_Aim 1:_
In the passage on C# code obfuscation, what is Dotfuscator's customized form of renaming obfuscation called?
_Aim 2:_
List every kind of construct that, according to the passage on C# code obfuscation, traditional control flow obfuscation combines.
_Aim 3:_
Please write the next part of the passage on C# code obfuscation, following on from its last sentence.

_Excerpted passage:_
═══

Renaming for Code Obfuscation

One of the most basic and essential forms of C# code obfuscation is renaming. Renaming obfuscation tools change the names of methods, variables, and other elements in your code to make them harder for hackers to understand.
Dotfuscator uses a deeper, customized form of renaming obfuscation called Overload Induction™. Instead of substituting just one new name for each old name of an element, Overload Induction renames as many methods as possible, giving them all the same name to make them harder to decode. This deep obfuscation makes your code impossible to comprehend.
Here is an example of the Overload Induction technique in action:
Before and after rename obfuscation example image

Control Flow for C#

As a C# code obfuscation tool, traditional control flow obfuscation introduces false conditional statements and misleading constructs to confuse and break decompilers. The process combines branching, conditional, and iterative constructs that produce valid logic, but yield non-deterministic semantic results when a hacker attempts to decompile them.
Instead, Dotfuscator’s control flow obfuscation produces spaghetti logic that can be very difficult for a hacker to analyze.

═══

_Dataset records:_
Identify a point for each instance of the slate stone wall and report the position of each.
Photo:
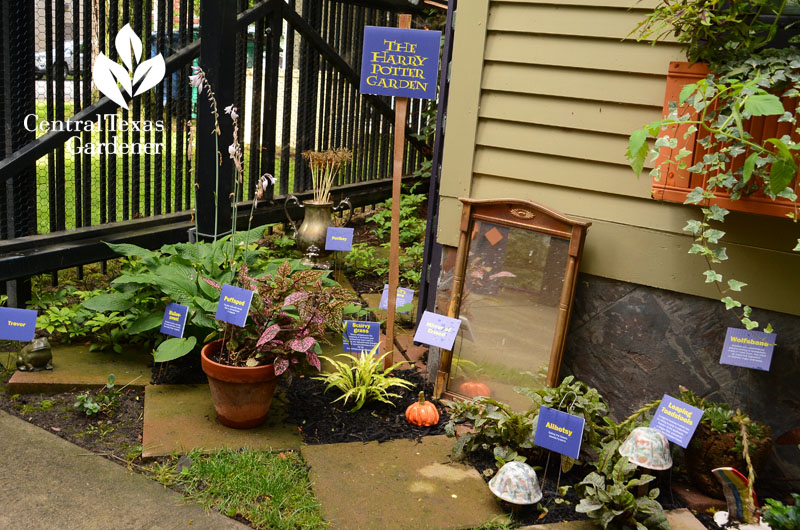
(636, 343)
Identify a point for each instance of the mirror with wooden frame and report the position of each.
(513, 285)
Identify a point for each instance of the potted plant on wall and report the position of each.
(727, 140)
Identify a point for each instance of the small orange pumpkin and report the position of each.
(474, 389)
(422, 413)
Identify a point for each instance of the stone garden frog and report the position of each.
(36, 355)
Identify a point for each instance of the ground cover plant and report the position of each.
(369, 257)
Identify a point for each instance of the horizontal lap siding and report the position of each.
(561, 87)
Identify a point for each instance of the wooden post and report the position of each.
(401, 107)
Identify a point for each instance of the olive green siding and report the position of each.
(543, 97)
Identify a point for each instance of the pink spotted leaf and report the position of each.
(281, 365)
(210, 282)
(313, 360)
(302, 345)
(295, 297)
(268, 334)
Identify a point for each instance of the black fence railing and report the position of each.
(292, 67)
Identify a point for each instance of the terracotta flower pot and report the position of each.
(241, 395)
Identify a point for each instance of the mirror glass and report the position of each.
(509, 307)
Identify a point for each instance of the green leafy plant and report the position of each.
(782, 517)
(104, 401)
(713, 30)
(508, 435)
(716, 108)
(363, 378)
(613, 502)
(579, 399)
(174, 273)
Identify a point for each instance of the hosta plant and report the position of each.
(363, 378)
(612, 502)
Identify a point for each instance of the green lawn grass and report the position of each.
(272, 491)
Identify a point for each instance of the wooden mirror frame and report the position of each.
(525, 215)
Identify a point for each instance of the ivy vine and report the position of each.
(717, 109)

═══

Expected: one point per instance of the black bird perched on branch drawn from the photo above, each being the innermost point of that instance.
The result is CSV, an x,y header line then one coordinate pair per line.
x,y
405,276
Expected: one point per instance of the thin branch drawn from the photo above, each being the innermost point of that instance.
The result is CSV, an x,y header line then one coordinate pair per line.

═══

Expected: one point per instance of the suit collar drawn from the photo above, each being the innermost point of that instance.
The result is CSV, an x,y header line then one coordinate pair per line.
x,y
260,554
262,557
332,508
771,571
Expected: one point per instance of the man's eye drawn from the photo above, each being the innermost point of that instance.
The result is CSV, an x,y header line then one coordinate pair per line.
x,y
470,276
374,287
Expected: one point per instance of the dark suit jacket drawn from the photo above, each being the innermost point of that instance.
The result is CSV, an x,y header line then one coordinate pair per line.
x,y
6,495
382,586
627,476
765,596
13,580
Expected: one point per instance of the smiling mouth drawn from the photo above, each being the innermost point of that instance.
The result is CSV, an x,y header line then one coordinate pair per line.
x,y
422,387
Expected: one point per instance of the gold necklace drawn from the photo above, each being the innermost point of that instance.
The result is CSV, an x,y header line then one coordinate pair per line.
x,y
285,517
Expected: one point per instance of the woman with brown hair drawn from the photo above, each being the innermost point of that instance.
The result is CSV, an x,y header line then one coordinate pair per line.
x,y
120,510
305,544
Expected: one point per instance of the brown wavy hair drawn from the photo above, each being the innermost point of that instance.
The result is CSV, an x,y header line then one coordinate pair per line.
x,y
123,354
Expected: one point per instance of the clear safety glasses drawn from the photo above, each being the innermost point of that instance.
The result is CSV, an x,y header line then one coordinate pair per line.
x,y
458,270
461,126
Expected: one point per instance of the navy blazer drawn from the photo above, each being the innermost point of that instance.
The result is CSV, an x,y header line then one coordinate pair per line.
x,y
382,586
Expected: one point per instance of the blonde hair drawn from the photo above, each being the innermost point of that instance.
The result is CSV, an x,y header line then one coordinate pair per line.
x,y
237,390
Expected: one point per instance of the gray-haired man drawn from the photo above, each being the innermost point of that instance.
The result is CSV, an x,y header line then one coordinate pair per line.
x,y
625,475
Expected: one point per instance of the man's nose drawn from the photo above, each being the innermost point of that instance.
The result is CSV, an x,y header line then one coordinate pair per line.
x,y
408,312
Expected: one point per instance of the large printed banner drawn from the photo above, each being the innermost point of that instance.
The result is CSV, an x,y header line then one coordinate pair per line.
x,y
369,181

═══

_Final result 1:_
Overload Induction

_Final result 2:_
Branching, conditional, and iterative constructs

_Final result 3:_
In addition to adding misleading code constructs, Dotfuscator destroys the code patterns decompilers use to replicate source code. In turn, the obfuscated code is semantically equivalent to the original but leaves no traceable clues for how it was written. The process is similar to a cipher machine, only it’s even harder to crack.
Even if a hacker has one of the most sophisticated decompiling tools on the market, its output will be pure guesswork due to the complexity of the obfuscated C# code.
Control Flow before and after

C# String Encryption

A common hacking technique is to locate critical code sections by looking for string references inside the binary code, known as user strings. For example, if your application is time-locked, it may display a message when the user has used the app for a set amount of time.
Before and after string encryption example image
Hackers search for the timeout message in the code they’ve decompiled. Once they find it, that makes it much easier for them to compromise the algorithm you’re using.

Dotfuscator allows you to encrypt user strings in the sensitive areas of your application, adding an extra barrier to your code. Since string encryption incurs a slight runtime penalty, it will also only perform string encryption on the parts of the app that you specify.

Code Watermarking

As a form of mobile app code obfuscation, Dotfuscator’s watermarking tool helps you more easily track unauthorized copies of your software back to the source. It does this by embedding data such as copyright information or unique identification numbers into your .NET application without impacting its runtime behavior.

It also doesn’t increase the size of the app’s files or introduce metadata that could break your application and cause performance issues.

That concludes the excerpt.